▶ _Extract provided_:
================

[ 
https://issues.apache.org/jira/browse/HDDS-5703?page=com.atlassian.jira.plugin.system.issuetabpanels:all-tabpanel
 ]

Mark Gui updated HDDS-5703:
---------------------------
    Description: 
When we use the SCM benchmark tool 
(https://issues.apache.org/jira/browse/HDDS-5702) to test SCM throughput for 
AllocateContainer, we found a dramatic degradation in the throughput when one 
scm peer(follower) is down.

Here is some statistics.

cmd:
{code:java}
./bin/ozone freon stb                \
    --benchmark AllocateContainers   \
    --scmHost 9.44.15.145            \
    --num-containers 500000          \
    --num-datanodes 50               \
    --num-threads 50{code}
Normal Case:
{code:java}
***************************************
Total allocated containers: 500000
Total failed containers: 0
Execution Time: 02:36:50,151
Throughput: 53.000000 (ops)
***************************************
{code}
One scm follower down:
{code:java}
***************************************
Total allocated containers: 50000
Total failed containers: 0
Execution Time: 02:22:00,245
Throughput: 5.000000 (ops)
***************************************
{code}
The overall throughput drops to 1/10 of the original.

 

We have a dig into this problem.

There are 2 flame graphs captured by an open source tool (arthas) before and 
after the scm follower down in the attachments

[^20210830-183345.svg]

[^20210830-184833.svg].

We could see that the GrpcLogAppender related to the down scm follower is 
consuming the most cpu busy reading segment files from the disk.

At the same time we could see that the metrics 
`ratis_log_worker_cacheMissCount` and `ratis_grpc_log_appender_num_retries` are 
increasing.

So a down scm follower leads to segmented raft log cache misses, so 
GrpcLogAppender got to load cache from the disk again.

================

▶ _Working data_:
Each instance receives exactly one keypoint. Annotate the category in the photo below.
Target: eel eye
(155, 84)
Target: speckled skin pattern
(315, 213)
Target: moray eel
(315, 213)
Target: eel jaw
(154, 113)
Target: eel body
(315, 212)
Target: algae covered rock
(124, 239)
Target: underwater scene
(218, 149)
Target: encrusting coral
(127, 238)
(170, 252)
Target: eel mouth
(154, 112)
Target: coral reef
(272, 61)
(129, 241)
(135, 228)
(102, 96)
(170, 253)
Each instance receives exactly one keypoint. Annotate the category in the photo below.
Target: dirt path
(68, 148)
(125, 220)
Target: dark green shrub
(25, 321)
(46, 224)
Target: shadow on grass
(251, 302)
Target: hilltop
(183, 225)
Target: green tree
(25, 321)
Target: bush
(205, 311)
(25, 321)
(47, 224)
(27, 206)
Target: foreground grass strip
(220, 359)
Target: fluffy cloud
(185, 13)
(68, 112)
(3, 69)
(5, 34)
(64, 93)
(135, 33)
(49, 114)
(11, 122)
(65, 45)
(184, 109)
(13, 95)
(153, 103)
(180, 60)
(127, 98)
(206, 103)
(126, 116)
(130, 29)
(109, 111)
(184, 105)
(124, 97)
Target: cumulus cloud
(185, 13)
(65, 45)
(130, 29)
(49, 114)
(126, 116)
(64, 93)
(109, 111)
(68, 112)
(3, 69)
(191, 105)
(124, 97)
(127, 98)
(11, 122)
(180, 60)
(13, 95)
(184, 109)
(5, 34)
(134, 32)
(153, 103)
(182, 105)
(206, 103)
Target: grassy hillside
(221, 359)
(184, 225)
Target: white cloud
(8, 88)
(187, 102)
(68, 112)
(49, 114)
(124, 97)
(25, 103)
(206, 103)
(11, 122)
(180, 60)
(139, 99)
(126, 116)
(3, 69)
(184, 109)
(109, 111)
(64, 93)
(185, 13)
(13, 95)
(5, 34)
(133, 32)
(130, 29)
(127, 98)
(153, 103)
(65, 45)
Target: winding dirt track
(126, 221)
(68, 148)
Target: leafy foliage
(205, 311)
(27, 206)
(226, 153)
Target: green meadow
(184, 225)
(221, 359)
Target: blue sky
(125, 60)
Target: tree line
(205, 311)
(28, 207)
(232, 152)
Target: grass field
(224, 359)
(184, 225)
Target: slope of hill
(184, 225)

================

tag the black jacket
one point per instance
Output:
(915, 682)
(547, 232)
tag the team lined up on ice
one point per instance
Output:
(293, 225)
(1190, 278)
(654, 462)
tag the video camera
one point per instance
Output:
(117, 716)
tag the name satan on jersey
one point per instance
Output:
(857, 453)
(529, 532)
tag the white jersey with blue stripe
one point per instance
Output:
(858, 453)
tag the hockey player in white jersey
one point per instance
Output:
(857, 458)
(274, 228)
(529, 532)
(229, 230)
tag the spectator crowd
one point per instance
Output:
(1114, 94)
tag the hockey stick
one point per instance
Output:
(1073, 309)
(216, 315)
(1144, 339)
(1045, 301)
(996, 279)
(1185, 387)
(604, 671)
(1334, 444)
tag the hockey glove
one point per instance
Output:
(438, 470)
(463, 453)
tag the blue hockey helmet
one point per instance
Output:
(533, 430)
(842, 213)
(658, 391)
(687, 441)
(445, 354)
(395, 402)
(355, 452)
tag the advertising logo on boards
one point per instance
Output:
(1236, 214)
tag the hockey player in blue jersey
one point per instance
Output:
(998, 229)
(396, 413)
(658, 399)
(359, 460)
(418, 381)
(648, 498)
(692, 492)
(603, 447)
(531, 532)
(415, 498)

================

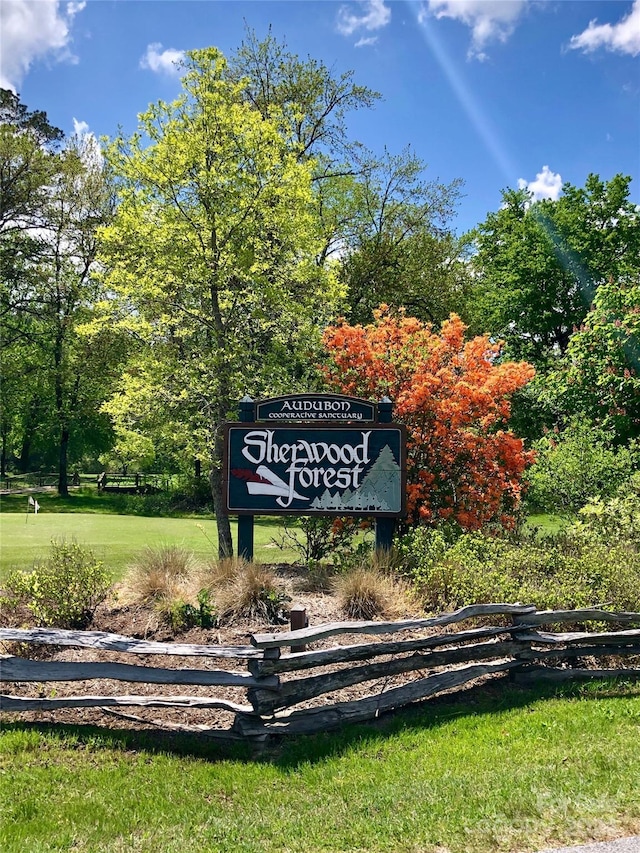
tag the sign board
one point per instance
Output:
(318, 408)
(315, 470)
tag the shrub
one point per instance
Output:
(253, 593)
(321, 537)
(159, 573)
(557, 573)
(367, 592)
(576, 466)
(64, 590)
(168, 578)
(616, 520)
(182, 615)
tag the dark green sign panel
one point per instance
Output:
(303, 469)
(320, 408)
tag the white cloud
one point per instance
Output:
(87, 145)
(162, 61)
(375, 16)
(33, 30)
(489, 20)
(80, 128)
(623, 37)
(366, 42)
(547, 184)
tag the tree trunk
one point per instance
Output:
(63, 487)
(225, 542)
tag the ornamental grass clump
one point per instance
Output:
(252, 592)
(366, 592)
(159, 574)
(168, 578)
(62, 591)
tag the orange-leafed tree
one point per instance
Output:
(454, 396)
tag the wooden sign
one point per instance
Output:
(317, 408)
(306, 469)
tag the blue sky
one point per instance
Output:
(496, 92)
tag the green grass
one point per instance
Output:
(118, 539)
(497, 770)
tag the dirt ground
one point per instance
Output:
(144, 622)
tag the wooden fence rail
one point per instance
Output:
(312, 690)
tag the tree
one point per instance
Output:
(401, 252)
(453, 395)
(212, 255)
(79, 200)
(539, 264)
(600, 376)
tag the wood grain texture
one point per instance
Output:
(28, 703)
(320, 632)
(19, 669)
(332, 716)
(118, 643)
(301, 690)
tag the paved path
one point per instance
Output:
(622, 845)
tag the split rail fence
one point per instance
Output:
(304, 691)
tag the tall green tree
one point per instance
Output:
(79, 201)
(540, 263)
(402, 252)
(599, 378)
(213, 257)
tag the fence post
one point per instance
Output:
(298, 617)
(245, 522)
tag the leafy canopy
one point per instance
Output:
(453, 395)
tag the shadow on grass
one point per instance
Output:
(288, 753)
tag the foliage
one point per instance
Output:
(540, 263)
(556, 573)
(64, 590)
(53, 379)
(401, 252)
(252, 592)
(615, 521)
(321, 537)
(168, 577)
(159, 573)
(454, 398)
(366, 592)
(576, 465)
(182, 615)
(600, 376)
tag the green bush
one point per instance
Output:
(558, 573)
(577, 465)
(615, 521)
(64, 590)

================

▶ _Tasks to complete_:
(a) Find each row that contains the string "tree" and copy those rows out in full.
(b) Extend the SCM throughput issue report by a few sentences, continuing after its final line.

▶ _In response_:
(a)
Target: green tree
Target: tree line
tag the tree trunk
tag the orange-leafed tree
tag the tree
tag the tall green tree

(b)
But actually we are reading disk files with an intrinsic lock held:
{code:java}
// GrpcLogAppender.java
private void appendLog(boolean excludeLogEntries) throws IOException {
  final AppendEntriesRequestProto pending;
  final AppendEntriesRequest request;
  final StreamObserver<AppendEntriesRequestProto> s;
  synchronized (this) {                                                         
    <-- will block others
    // prepare and enqueue the append request. note changes on follower's
    // nextIndex and ops on pendingRequests should always be associated
    // together and protected by the lock
    pending = newAppendEntriesRequest(callId++, excludeLogEntries);             
    <-- segment file read inside
    if (pending == null) {
      return;
    }
    request = new AppendEntriesRequest(pending, getFollowerId(), 
grpcServerMetrics);
    pendingRequests.put(request);
    increaseNextIndex(pending);
    if (appendLogRequestObserver == null) {
      appendLogRequestObserver = getClient().appendEntries(new 
AppendLogResponseHandler());
    }
    s = appendLogRequestObserver;
  }

  if (isRunning()) {
    sendRequest(request, pending, s);
  }
}

{code}
Unluckily, when RaftServer submit a client request, it will notify the 
GrpcLogAppender under the same lock:
{code:java}
// LogAppender.java
default void notifyLogAppender() {
  synchronized (this) {                            <-- blocked by others
    notify();
  }
}{code}
So the disk file reading operation blocks the client request submission.

This could be detected with arthas as follows:
{code:java}
[arthas@85790]$ thread -b
"IPC Server handler 112 on default port 9860" Id=168 BLOCKED on 
org.apache.ratis.grpc.server.GrpcLogAppender@68e40b62 owned by 
"fc19acc0-d5cb-4e64-a1b3-a107fe38d6a7@group-F43758AD903B->d1fa1468-5d66-4c17-be19-493b372ee241-GrpcLogAppender-LogAppenderDaemon"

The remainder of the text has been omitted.